[begin Source excerpt]
Indie Games in the Digital Age (Anthology)

deadline for submissions:
July 1, 2017

full name / name of organization:
MJ Clarke CSULA, Cynthia Wang CSULA

contact email:
digitalindiegamesbook@gmail.com

The digital realm has reconfigured the ways in which production and consumption of games happen. Consider some prominent examples:

In May 2011, self-taught game developer Andrew Spinks released his own world-building game after only five months of production. The game, Terraria, now available on all major computing and gaming platforms, has sold over 20.5 million units, but is still only available through Spinks’s own publishing firm, Re-Logic.

In June 2013, student video game developer Toby Fox pitched his own project, Undertale, on the financing platform Kickstarter using the free-to-use production tool, gamemaker. After raising over $50,000 for his game, Fox’s Undertale sold over 2 million units before being named 2015 Game of the Year by several video game trade journals, including IGN.

In August 2012, the disillusioned pen-and-paper game developer Monte Cook left his job at the publisher of industry leader, Dungeons & Dragons, and pitched his own roleplaying system, Numenera, directly to fans in a Kickstarter campaign that earned over $500K. Subsequently, the game has become a brand-franchise spawning a series of spin-offs, novels and video games.

In November 2010, a group of high school friends from Chicago presented a version of their game, Cards Against Humanity, as a Kickstarter campaign. After surpassing its modest funding goal, the game sold over 500K units in the next three years and enabled its creators to generate a number of politically minded publicity stunts in the wake of Trump presidency.

In February 2016, two stay-at-home moms and escape room aficionados launched their Kickstarter campaign for a home-based, single-use escape room board game called Escape Room in a Box. They hit their goal of $19,000 within 14 hours, and were ultimately funded for over $130,000, necessitating shifting their game manufacturing plans from inviting friends to make the games by hand to looking at options for mass manufacturing. The two creators are working on a new game, and have created their own puzzle and games consulting company, The Wild Optimists.

In all these cases, creators have leveraged the ease and availability of networking through online platforms and, as a result, have forged paths to both creative and financial success previously unavailable. Traditional mass media and game publishing models have operated with high barriers to entry and high production costs, reinforcing capitalist power structures, wherein the richest, most privileged, most connected and the most culturally, socially and artistically normative have had the best chance to have their creative works made and exposed to a wide audience. And because mainstream board game companies like Mattel and Hasbro, as well as traditional video game companies such as Nintendo, Microsoft, and Sony have presided over an oligarchical system, independent game makers historically have had limited chances to get their work in front of an audience without directly working with one of these gatekeepers.
[end Source excerpt]
[begin Dataset entries]
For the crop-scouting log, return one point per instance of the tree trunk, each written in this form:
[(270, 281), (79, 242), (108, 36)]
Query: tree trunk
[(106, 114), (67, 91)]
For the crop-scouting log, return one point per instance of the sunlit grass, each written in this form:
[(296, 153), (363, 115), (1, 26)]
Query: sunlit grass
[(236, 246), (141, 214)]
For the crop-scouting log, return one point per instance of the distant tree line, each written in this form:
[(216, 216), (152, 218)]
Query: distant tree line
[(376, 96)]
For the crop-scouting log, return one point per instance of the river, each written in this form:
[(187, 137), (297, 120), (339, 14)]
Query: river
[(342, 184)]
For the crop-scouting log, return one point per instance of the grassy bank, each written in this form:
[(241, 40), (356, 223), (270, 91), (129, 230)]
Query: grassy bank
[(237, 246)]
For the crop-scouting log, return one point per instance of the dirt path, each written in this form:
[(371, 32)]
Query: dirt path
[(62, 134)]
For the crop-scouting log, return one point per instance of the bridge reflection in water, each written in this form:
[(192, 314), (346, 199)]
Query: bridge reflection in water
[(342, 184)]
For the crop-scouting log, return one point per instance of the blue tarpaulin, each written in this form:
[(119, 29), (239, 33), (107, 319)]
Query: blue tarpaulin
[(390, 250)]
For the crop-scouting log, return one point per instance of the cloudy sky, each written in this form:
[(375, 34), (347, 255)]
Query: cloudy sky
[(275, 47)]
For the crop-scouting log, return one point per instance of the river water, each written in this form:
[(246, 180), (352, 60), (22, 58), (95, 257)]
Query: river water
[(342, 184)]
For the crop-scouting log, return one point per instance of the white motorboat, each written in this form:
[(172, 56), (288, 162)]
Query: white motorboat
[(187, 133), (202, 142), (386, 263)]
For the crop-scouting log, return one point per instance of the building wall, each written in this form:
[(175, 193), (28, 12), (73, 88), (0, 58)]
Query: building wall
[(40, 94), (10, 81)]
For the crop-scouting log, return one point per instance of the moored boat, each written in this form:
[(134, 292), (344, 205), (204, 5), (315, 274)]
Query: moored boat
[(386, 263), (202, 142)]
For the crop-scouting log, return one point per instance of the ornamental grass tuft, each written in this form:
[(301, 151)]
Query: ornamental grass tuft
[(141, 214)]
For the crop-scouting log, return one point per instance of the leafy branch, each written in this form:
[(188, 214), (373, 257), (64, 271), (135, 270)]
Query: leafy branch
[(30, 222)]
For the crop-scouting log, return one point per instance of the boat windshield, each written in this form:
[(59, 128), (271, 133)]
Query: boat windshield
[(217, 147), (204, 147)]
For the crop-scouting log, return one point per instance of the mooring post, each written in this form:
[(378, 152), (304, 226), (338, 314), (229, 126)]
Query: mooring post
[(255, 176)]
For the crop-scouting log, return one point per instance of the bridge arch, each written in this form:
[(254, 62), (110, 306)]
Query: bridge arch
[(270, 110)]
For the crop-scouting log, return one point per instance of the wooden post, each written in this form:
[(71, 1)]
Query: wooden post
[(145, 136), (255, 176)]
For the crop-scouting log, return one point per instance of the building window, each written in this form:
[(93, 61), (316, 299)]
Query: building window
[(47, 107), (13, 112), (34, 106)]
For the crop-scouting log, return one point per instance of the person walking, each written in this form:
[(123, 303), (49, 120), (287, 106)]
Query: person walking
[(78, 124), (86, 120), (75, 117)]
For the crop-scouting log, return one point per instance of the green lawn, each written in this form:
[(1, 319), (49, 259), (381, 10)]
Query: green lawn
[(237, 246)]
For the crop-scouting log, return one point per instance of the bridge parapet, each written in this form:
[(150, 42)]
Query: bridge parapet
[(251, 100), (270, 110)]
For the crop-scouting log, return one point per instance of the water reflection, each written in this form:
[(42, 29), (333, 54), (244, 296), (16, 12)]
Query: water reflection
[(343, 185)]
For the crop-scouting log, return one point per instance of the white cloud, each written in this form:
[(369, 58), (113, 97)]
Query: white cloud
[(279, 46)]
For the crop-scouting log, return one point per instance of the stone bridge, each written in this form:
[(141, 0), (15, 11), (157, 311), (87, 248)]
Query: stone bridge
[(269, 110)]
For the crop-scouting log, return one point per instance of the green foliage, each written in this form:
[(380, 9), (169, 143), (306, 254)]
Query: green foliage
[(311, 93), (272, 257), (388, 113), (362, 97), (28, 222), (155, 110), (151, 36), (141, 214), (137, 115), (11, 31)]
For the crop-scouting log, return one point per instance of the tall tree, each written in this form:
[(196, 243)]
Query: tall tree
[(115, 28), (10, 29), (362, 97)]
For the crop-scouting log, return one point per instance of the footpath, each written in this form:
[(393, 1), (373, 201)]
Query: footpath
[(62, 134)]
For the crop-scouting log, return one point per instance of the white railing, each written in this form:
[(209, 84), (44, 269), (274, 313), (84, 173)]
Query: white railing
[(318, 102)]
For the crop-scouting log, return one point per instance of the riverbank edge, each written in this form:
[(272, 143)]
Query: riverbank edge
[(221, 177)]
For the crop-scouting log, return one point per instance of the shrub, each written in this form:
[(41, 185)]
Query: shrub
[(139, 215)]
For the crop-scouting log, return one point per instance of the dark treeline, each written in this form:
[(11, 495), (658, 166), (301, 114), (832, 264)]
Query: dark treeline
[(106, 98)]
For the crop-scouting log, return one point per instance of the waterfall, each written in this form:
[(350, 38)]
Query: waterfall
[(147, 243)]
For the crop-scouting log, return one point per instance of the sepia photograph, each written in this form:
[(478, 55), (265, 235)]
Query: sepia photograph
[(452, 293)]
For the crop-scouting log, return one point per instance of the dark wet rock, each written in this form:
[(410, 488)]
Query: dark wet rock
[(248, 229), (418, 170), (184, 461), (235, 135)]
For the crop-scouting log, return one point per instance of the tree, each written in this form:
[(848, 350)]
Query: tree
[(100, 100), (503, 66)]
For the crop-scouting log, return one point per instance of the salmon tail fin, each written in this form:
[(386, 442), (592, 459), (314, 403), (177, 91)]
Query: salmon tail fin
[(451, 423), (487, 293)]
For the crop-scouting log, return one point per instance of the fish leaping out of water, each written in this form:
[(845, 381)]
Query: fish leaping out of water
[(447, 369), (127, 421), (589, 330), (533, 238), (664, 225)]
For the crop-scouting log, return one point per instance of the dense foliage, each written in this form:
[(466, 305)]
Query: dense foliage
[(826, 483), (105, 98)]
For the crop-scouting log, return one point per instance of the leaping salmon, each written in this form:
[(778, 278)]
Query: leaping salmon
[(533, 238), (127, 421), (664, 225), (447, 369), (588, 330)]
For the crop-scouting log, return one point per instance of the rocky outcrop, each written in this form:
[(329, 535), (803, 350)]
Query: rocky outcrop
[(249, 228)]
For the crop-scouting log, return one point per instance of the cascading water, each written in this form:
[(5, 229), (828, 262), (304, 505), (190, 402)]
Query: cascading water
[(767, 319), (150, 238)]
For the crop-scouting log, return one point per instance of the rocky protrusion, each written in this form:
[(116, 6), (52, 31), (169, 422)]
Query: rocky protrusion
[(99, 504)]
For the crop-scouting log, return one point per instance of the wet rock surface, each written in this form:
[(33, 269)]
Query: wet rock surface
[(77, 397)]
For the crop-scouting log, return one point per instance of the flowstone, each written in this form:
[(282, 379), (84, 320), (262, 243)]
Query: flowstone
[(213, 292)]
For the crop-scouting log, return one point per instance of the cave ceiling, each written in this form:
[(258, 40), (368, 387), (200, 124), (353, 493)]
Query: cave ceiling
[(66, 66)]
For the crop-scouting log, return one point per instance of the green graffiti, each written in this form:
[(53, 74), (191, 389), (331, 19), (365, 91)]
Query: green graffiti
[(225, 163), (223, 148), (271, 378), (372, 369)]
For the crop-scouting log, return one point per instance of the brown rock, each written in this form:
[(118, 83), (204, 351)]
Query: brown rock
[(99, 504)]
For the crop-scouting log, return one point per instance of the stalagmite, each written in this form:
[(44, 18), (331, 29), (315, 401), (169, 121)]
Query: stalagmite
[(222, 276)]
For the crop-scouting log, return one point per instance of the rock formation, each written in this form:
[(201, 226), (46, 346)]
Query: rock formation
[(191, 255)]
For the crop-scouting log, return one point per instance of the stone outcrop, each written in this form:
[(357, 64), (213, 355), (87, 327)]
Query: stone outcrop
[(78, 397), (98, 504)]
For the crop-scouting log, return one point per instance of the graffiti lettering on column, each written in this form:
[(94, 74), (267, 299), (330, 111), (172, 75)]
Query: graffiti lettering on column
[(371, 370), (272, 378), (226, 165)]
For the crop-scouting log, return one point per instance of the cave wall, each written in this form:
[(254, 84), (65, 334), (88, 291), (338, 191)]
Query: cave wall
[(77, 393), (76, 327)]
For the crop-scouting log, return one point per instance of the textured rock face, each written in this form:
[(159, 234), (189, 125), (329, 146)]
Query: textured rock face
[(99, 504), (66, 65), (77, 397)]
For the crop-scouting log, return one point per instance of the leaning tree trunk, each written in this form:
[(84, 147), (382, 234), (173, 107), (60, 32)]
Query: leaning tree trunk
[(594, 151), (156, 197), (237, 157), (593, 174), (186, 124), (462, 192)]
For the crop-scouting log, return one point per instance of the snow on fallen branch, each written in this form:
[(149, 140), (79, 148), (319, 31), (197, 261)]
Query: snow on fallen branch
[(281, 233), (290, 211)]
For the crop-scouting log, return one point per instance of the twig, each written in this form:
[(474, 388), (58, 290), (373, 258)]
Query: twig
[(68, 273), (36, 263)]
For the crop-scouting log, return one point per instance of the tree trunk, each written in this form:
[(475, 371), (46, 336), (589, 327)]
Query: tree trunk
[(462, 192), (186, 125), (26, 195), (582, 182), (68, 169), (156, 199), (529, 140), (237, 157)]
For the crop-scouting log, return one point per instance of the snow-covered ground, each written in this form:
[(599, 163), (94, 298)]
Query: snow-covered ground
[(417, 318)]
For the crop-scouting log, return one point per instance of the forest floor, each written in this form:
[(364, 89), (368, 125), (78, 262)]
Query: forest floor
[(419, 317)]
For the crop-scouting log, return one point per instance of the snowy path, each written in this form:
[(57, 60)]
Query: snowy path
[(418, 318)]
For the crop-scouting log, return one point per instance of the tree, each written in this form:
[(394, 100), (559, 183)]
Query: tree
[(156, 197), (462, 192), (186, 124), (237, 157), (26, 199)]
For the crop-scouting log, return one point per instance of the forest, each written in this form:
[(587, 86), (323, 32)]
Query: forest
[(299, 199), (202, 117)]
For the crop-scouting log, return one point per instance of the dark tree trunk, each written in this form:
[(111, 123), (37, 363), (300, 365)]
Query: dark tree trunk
[end Dataset entries]
Tasks and exercises —
a) In the indie games text, how long was Terraria in production before Andrew Spinks released it?
b) Continue the indie games text from its last sentence.
The entries have no connection to the indie games text.

The answers —
a) Five months.

b)
Investigating the products and practices of indie game makers presents scholars with an opportunity to reconsider the debate over user-generated content and digital labor more broadly. How much does the dissolution of mainstream gaming’s production chokeholds on financing, marketing, distribution and production empower indie game makers to rethink cultural, economic and political models? Conversely, how are indie game makers potentially exploited by new media platforms that siphon off their biopolitical labor, reinforcing and re-interpellating them into traditional models of capitalism and power?

We are interested in contributions that both expand and problematize this binary by closely examining independent games and their makers as components of a distinct and emerging culture of production that often does imagine complexity in the economic, social and cultural decisions of its makers.

We seek contributions from scholars in media and video games studies, communications studies, anthropology and sociology, and any other associated disciplines who are interesting in developing grounded case studies of indie game makers; theoretical models of indie game work and / or style; historical examinations of developments within indie games; and critical analyses of particular indie game makers, formats or significant indie games titles. More specifically, we are interested in how indie games intersect with a wide array of concepts including (but not limited to):

Production, distribution, and labor

Collaborative circles, microcultures, and social movements

Financing, crowdfunding, and multiple market approaches

Game aesthetics and mechanics

Serious games, critical games, and critical gameplay

Social justice, community/coalition building, advocacy

Entrepreneurial & innovation theory

Informal media and “grey” markets

Digital affordances

Artisanal and craft movements

Social media and networks

Historical perspectives

Folk culture and practices

Mainstream incorporation/co-optation of indie games

Comparative studies of indie games across platforms and media

Video game streamers, broadcasters, and let’s plays

Please submit a 500-word abstract to digitalindiegamesbook@gmail.com by July 1, 2017. If you have any questions, please feel free to email MJ Clarke at mclarke2@calstatela.edu and/or Cynthia Wang at cwang68@calstatela.edu.

Drawing the Past: Comics and the Historical Imagination

Edited by Michael Goodrum (Canterbury Christ Church), David Hall (Old Dominion University), and Philip Smith (University of the Bahamas)

In a short comic, available during the 2014 Free Comic Book Day event, the dimension-hopping villain Morlan killed the Jacobean Spider-Man on the stage of the Globe Theatre in a reimagined version of Shakespeare’s England. The release of the comic was bookended by the publication of volume one and two of John Lewis, Andrew Aydin, and Nate Powell’s epic multi-volume non-fiction comic March, which seeks to document the key events of the Civil Rights Movement. The two comics are radically different in terms of style, genre, and purpose, but both engage in the process of (re)creating and (re)imagining history.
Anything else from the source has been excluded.